Problem details:
Print the entries below word for word; the pictures stay out of your copy.

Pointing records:
════════════════════
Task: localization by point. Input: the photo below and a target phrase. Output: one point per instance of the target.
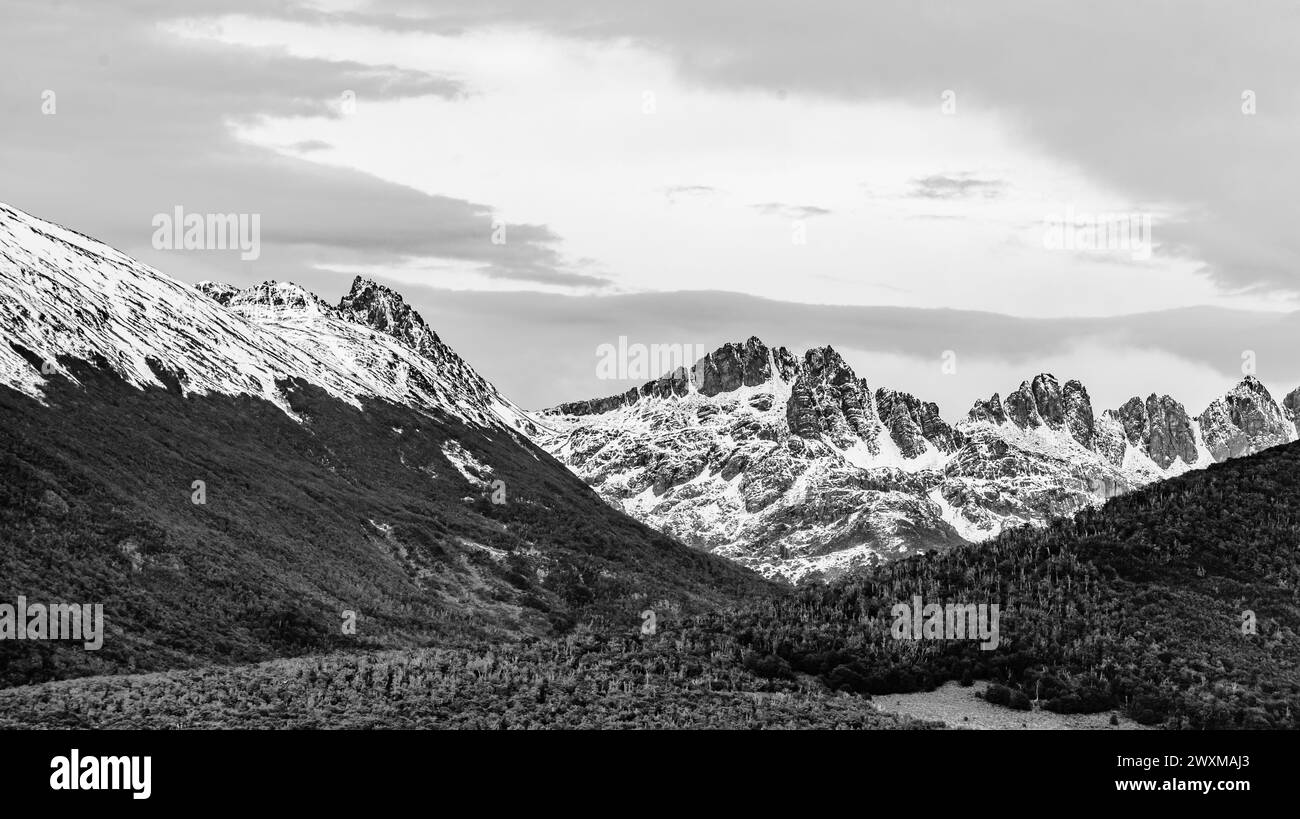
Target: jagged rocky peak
(913, 423)
(219, 291)
(991, 411)
(378, 307)
(1291, 406)
(1043, 402)
(827, 398)
(278, 297)
(1243, 421)
(1036, 403)
(1078, 414)
(733, 365)
(1158, 427)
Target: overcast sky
(876, 176)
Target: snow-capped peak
(66, 295)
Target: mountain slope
(796, 467)
(1134, 607)
(349, 462)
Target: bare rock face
(828, 398)
(733, 365)
(1160, 428)
(807, 472)
(1048, 399)
(1170, 432)
(1078, 414)
(914, 424)
(1291, 407)
(1244, 421)
(989, 411)
(1021, 408)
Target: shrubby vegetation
(1135, 606)
(580, 681)
(303, 521)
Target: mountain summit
(794, 466)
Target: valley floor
(957, 706)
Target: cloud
(954, 187)
(776, 208)
(1153, 117)
(143, 120)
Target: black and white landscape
(711, 365)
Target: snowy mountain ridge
(796, 467)
(63, 294)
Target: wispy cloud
(776, 208)
(956, 187)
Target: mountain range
(234, 473)
(793, 466)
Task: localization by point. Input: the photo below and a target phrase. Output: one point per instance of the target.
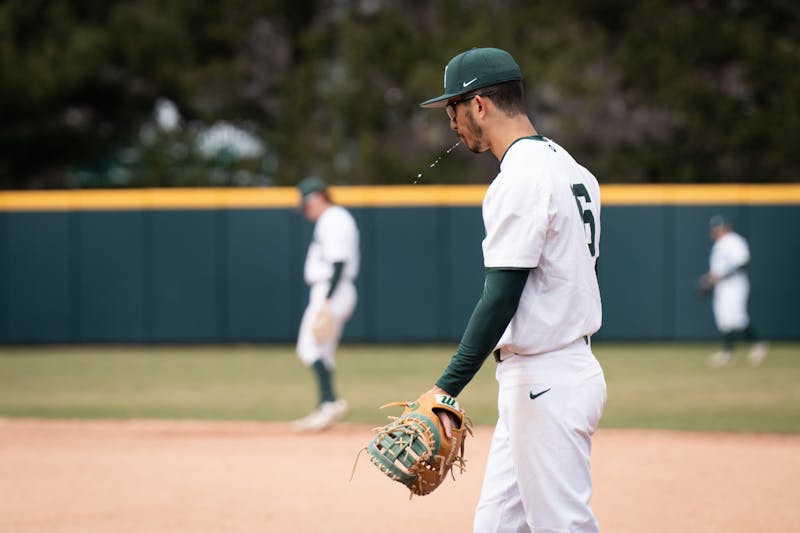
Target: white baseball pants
(342, 304)
(537, 477)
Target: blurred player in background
(331, 267)
(727, 279)
(540, 303)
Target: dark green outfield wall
(234, 275)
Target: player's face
(465, 126)
(313, 206)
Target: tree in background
(646, 91)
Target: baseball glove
(414, 449)
(323, 324)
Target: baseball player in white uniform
(539, 307)
(727, 276)
(331, 267)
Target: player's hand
(448, 420)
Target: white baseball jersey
(729, 255)
(542, 211)
(336, 239)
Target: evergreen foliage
(638, 91)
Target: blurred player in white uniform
(331, 267)
(540, 304)
(727, 277)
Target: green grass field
(649, 385)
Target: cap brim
(439, 101)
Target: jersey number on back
(579, 191)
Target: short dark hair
(509, 97)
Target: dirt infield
(161, 476)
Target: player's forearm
(495, 309)
(338, 267)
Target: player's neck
(508, 131)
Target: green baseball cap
(473, 69)
(310, 185)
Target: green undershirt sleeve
(338, 267)
(502, 290)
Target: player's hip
(573, 363)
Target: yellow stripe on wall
(376, 196)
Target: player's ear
(481, 105)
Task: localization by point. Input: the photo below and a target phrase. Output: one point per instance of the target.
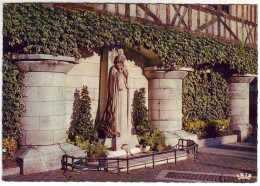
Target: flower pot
(145, 148)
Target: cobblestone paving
(207, 163)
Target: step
(137, 163)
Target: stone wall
(85, 73)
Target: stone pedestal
(239, 105)
(43, 126)
(165, 98)
(165, 102)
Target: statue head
(119, 61)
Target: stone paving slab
(221, 163)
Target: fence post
(153, 160)
(81, 162)
(127, 165)
(118, 170)
(72, 163)
(175, 156)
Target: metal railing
(82, 162)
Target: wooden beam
(212, 21)
(206, 20)
(181, 18)
(127, 10)
(167, 14)
(149, 12)
(249, 33)
(189, 17)
(198, 19)
(230, 31)
(227, 16)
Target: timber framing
(229, 24)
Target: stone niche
(239, 105)
(165, 102)
(43, 126)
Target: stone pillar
(44, 124)
(165, 98)
(239, 105)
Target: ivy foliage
(205, 97)
(48, 29)
(83, 129)
(147, 134)
(13, 107)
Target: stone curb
(43, 56)
(11, 171)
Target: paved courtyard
(230, 159)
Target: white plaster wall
(87, 73)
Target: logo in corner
(243, 176)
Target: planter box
(217, 140)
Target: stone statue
(115, 119)
(116, 122)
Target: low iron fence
(102, 162)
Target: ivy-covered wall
(47, 29)
(42, 28)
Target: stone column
(239, 105)
(44, 124)
(165, 98)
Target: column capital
(247, 78)
(161, 73)
(44, 63)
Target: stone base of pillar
(171, 138)
(245, 131)
(35, 159)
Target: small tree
(140, 113)
(83, 129)
(147, 135)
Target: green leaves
(205, 97)
(13, 107)
(65, 32)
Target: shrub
(147, 135)
(205, 97)
(9, 146)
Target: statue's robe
(114, 121)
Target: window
(224, 8)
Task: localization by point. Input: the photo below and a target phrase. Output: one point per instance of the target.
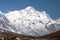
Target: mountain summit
(30, 21)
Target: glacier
(28, 21)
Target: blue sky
(52, 7)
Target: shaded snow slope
(29, 21)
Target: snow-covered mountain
(28, 21)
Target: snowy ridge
(29, 21)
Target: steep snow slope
(29, 21)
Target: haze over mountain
(28, 21)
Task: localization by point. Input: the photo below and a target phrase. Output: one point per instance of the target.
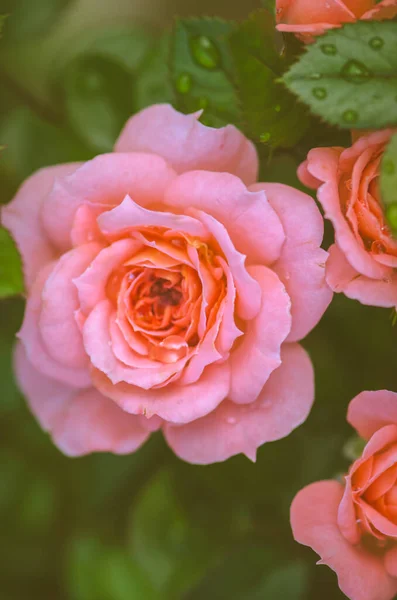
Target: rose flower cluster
(168, 290)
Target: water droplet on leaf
(350, 116)
(204, 52)
(184, 83)
(328, 49)
(319, 93)
(376, 43)
(355, 72)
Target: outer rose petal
(104, 180)
(58, 328)
(342, 277)
(80, 421)
(361, 575)
(369, 411)
(30, 336)
(251, 222)
(301, 266)
(283, 404)
(22, 218)
(259, 352)
(187, 144)
(174, 403)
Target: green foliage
(388, 182)
(11, 277)
(200, 70)
(349, 76)
(271, 114)
(27, 18)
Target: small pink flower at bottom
(363, 260)
(353, 527)
(309, 18)
(167, 289)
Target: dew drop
(350, 116)
(184, 83)
(319, 93)
(328, 49)
(204, 52)
(355, 72)
(376, 43)
(388, 166)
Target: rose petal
(187, 144)
(361, 575)
(259, 352)
(370, 411)
(105, 180)
(22, 219)
(30, 337)
(251, 222)
(82, 421)
(301, 266)
(342, 277)
(174, 403)
(58, 328)
(232, 429)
════════════════════
Expected output:
Task: localization by point. Input: the photo below and a target phrase. Output: one point per instance of the target.
Target: jagged rocky peak
(913, 423)
(219, 291)
(991, 411)
(378, 307)
(1291, 406)
(1043, 402)
(827, 398)
(278, 297)
(1243, 421)
(1036, 403)
(1078, 414)
(733, 365)
(1158, 427)
Target: overcast sky
(876, 176)
Target: snow-capped peak
(66, 295)
Target: mountain slope
(796, 467)
(1134, 607)
(349, 462)
Target: bare rock face
(828, 398)
(733, 365)
(1160, 428)
(807, 472)
(1048, 399)
(1170, 432)
(1078, 414)
(914, 424)
(1291, 407)
(1244, 421)
(989, 411)
(1021, 408)
Target: shrubby vegetation
(1135, 606)
(580, 681)
(303, 521)
Target: mountain summit
(794, 466)
Target: valley floor
(957, 706)
Target: cloud
(954, 187)
(776, 208)
(1153, 117)
(143, 120)
Target: black and white landscape
(711, 365)
Target: snowy mountain ridge
(796, 467)
(63, 294)
Target: wispy cloud
(776, 208)
(956, 187)
Target: mountain range
(234, 473)
(793, 466)
Task: localization by point. Input: the photo below and a target phrase. Output: one point per instance of the target.
Target: white baseball pants
(342, 304)
(537, 477)
Target: blurred player in background
(331, 267)
(727, 279)
(540, 303)
Target: dark green outfield wall
(234, 275)
Target: player's face
(465, 126)
(313, 206)
Target: tree in background
(646, 91)
Target: baseball glove
(414, 449)
(323, 324)
Target: baseball player in white uniform
(539, 307)
(727, 276)
(331, 267)
Target: player's hand
(448, 420)
Target: white baseball jersey
(729, 255)
(542, 211)
(336, 239)
Target: evergreen foliage
(638, 91)
Target: blurred player in white uniform
(331, 267)
(540, 304)
(727, 277)
Target: green grass field
(649, 385)
Target: cap brim
(439, 101)
Target: jersey number on back
(579, 191)
Target: short dark hair
(509, 97)
Target: dirt infield
(161, 476)
Target: player's forearm
(495, 309)
(338, 267)
Target: player's neck
(508, 131)
Target: green baseball cap
(473, 69)
(310, 185)
Target: green undershirt sleeve
(338, 267)
(502, 290)
Target: player's hip
(573, 363)
Target: yellow stripe on wall
(376, 196)
Target: player's ear
(481, 105)
Task: localization by point. Input: the photo below and a target phrase. Output: one point per instance of the target.
Target: flower pot
(145, 148)
Target: cobblestone paving
(207, 163)
Target: step
(137, 163)
Target: stone wall
(85, 73)
Target: stone pedestal
(239, 105)
(43, 126)
(165, 98)
(165, 102)
Target: statue head
(119, 61)
Target: stone paving slab
(221, 163)
Target: fence post
(153, 160)
(81, 162)
(127, 165)
(118, 170)
(72, 163)
(175, 156)
Target: metal railing
(82, 162)
Target: wooden beam
(212, 21)
(206, 20)
(181, 18)
(127, 10)
(167, 14)
(149, 12)
(249, 33)
(189, 17)
(198, 19)
(230, 31)
(227, 16)
Target: timber framing
(229, 24)
Target: stone niche
(239, 105)
(165, 102)
(43, 126)
Target: stone pillar
(44, 124)
(165, 98)
(239, 105)
Target: ivy foliage
(205, 97)
(48, 29)
(83, 129)
(147, 134)
(13, 107)
Target: stone curb
(43, 56)
(11, 171)
Target: paved courtyard
(230, 159)
Target: white plaster wall
(87, 73)
Target: logo in corner
(243, 176)
Target: planter box
(217, 140)
Target: stone statue
(115, 119)
(116, 122)
Target: low iron fence
(102, 162)
Target: ivy-covered wall
(47, 29)
(42, 28)
Target: stone column
(239, 105)
(44, 124)
(165, 98)
Target: column capital
(247, 78)
(161, 73)
(44, 63)
Target: stone base of pillar
(171, 138)
(245, 131)
(35, 159)
Target: small tree
(140, 113)
(83, 129)
(147, 135)
Target: green leaves
(205, 97)
(13, 107)
(65, 32)
Target: shrub
(147, 135)
(205, 97)
(9, 146)
Target: statue's robe
(114, 121)
Target: window
(224, 8)
Task: localization by point. Input: the photo below and a target phrase. Output: one point per instance of the target.
Target: mountain summit
(30, 21)
Target: glacier
(28, 21)
Target: blue sky
(52, 7)
Target: shaded snow slope
(29, 21)
Target: snow-covered mountain
(28, 21)
Target: snowy ridge
(29, 21)
Target: steep snow slope
(29, 21)
Target: haze over mountain
(28, 21)
Task: localization by point. Input: the photo below and a target phrase. Output: one point per instance of the target.
Target: rose flower cluster
(168, 290)
Target: water droplet on leaf
(350, 116)
(204, 52)
(184, 83)
(328, 49)
(319, 93)
(376, 43)
(355, 72)
Target: outer rose petal
(104, 180)
(58, 328)
(342, 277)
(80, 421)
(361, 575)
(369, 411)
(30, 336)
(251, 222)
(301, 266)
(283, 404)
(22, 218)
(259, 352)
(187, 144)
(174, 403)
Target: green foliage
(388, 182)
(11, 277)
(200, 70)
(349, 76)
(271, 114)
(27, 18)
Target: small pink flower at bottom
(363, 260)
(353, 527)
(309, 18)
(167, 289)
Target: dew drop
(350, 116)
(184, 83)
(319, 93)
(328, 49)
(204, 52)
(355, 72)
(376, 43)
(388, 166)
Target: rose petal
(187, 144)
(361, 575)
(259, 352)
(370, 411)
(105, 180)
(22, 219)
(30, 337)
(251, 222)
(82, 421)
(301, 266)
(342, 277)
(174, 403)
(58, 328)
(232, 429)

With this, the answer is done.